***** DATA EXTRACT
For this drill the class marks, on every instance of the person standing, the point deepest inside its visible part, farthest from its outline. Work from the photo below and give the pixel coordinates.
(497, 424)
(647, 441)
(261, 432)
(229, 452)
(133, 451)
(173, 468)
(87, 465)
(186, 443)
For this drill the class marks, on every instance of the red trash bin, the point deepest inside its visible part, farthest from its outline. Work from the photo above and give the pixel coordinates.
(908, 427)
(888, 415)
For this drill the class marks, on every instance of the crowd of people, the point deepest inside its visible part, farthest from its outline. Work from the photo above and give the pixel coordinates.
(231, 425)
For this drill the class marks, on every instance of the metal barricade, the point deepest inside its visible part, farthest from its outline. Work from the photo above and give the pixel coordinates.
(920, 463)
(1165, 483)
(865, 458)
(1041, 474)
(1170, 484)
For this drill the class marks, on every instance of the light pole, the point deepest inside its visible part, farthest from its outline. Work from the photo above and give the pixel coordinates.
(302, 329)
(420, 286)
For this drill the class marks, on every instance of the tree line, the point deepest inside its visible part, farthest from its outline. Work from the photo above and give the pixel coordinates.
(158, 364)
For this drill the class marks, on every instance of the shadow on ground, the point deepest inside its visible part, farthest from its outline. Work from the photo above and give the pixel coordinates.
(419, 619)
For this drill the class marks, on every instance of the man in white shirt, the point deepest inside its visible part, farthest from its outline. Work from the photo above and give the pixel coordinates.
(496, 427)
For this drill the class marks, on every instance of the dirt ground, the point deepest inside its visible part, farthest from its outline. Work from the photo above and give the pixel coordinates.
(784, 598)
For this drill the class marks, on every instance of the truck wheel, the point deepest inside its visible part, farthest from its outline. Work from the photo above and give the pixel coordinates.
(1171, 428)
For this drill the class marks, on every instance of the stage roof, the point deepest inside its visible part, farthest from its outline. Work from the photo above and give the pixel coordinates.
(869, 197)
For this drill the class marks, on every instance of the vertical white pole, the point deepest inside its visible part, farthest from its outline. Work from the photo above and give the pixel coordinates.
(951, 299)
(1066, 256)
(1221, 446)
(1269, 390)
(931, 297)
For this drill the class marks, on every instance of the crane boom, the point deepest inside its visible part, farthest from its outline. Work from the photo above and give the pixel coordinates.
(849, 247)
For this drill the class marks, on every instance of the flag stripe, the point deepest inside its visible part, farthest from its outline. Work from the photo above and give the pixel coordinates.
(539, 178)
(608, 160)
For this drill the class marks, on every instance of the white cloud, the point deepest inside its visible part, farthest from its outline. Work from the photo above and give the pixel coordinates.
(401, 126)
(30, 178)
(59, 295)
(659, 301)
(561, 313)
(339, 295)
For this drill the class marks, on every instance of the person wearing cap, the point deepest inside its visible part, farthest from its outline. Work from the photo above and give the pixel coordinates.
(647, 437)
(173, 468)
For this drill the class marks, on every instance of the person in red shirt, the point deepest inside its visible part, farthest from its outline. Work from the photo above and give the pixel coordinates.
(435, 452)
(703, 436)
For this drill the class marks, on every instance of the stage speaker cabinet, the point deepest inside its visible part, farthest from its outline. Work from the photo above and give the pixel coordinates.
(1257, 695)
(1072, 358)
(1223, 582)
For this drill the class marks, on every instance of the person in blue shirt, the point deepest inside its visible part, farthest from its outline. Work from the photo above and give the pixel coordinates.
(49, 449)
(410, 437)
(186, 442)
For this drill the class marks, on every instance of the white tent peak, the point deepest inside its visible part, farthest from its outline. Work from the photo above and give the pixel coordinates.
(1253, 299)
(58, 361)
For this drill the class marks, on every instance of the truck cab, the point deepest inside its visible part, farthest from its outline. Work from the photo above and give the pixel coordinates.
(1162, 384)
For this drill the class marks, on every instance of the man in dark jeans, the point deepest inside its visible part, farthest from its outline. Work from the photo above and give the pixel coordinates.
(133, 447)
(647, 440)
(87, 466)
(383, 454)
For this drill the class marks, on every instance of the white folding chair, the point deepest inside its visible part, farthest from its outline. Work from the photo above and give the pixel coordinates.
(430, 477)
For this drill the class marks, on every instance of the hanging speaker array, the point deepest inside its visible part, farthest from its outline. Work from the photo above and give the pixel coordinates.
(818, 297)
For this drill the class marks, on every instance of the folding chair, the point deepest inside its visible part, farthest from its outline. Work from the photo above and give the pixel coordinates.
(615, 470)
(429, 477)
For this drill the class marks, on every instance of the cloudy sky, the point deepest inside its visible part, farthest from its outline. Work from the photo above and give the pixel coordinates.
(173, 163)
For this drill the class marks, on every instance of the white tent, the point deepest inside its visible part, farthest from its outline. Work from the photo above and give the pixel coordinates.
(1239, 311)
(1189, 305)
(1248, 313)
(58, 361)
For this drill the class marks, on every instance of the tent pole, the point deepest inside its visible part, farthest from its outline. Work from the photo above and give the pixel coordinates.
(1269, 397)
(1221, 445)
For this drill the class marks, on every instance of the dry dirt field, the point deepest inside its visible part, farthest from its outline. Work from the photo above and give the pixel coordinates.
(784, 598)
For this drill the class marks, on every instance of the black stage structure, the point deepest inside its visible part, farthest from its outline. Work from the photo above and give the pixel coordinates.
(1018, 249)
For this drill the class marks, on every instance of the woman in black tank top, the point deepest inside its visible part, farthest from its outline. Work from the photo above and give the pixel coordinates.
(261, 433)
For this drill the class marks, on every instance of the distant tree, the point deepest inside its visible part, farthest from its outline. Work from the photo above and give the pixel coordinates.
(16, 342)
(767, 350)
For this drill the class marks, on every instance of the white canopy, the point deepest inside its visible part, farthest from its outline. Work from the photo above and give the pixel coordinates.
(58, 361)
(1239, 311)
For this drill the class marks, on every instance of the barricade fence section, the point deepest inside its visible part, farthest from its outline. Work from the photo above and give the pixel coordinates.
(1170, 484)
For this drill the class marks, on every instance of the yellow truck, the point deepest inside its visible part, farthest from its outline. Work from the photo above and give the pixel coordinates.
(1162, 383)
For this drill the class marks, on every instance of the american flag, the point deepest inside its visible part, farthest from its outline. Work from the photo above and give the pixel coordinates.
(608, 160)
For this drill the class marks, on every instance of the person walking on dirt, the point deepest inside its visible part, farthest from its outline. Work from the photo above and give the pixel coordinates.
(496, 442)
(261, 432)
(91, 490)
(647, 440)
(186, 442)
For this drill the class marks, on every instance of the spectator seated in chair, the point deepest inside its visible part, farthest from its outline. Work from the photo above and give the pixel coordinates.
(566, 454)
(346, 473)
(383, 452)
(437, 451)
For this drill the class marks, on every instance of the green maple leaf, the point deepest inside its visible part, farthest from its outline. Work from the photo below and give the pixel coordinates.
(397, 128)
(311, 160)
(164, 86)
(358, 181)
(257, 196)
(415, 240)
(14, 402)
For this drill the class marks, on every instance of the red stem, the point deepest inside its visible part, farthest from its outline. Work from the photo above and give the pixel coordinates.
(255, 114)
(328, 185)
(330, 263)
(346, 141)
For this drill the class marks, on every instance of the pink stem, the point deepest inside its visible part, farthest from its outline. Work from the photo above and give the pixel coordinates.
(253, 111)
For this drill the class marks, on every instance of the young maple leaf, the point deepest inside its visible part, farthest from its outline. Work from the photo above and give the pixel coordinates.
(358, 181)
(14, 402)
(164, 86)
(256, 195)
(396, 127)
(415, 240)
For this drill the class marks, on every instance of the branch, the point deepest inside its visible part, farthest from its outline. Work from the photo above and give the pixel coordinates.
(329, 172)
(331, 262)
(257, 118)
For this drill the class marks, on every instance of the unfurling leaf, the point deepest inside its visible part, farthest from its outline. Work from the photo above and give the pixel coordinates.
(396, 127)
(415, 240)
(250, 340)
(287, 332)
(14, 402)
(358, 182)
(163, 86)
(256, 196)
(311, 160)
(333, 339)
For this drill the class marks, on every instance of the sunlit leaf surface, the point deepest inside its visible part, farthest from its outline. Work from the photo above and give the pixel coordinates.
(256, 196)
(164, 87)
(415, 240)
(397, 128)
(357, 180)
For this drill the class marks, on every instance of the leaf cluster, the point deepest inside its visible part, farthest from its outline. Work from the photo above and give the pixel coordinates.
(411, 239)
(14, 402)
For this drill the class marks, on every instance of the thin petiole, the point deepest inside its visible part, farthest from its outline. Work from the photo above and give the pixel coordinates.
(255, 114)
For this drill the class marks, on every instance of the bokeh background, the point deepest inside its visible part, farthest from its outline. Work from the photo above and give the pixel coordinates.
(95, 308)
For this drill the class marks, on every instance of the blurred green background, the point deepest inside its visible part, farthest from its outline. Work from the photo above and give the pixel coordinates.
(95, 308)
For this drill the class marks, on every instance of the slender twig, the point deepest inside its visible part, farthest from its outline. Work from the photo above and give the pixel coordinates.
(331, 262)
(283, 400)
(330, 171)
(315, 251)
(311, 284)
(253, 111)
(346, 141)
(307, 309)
**********
-- DESCRIPTION OF THE TASK --
Can you copy out the lines of the material above word for word, starting at the one containing "the stage speaker" and ending at the one containing "(1223, 582)"?

-- COMPLETED EXERCISE --
For this drill the class marks, on every instance of the stage speaker cabinet, the point deepest inside its visible part, farthest from its outline. Work from the photo above and give the pixel coordinates.
(1257, 695)
(1072, 358)
(1223, 582)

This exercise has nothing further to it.